Listed entries:
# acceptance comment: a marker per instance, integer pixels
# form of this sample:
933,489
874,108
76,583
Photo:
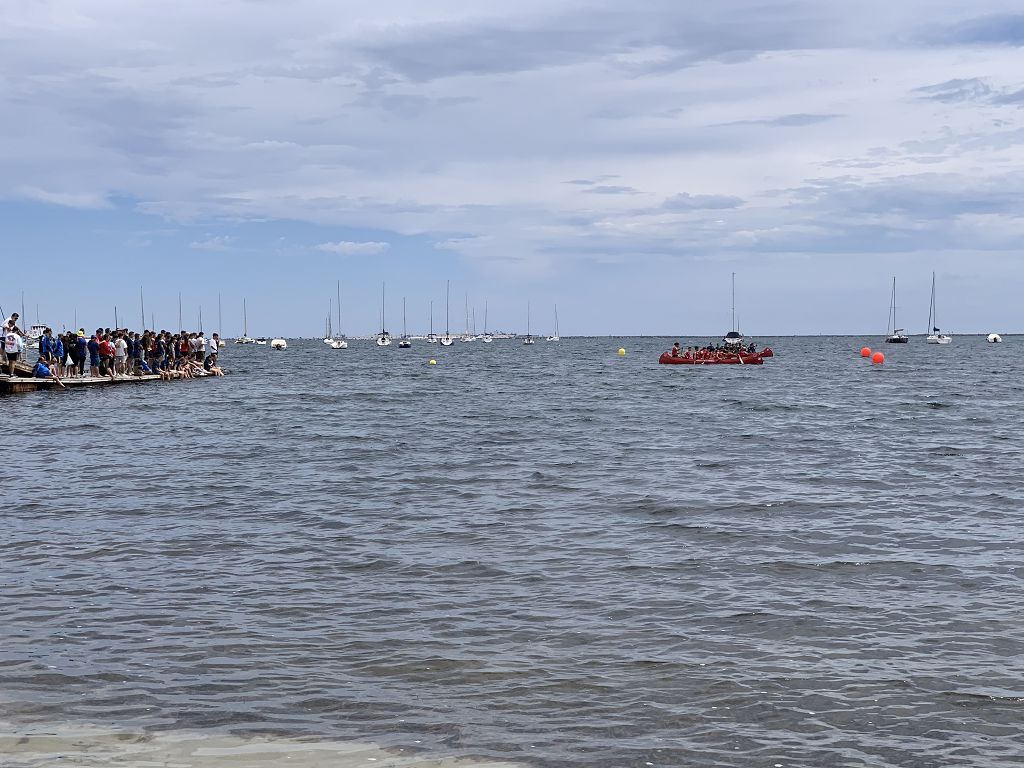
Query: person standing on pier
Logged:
12,345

Your task: Reproduce the material above line for line, without changing anything, and omit the pictures.

Task answer:
# acceptance comment: a marker per instance, integer pixels
# form of this sample:
933,489
874,108
76,583
Photo:
Query: person standing on pier
Logged:
12,345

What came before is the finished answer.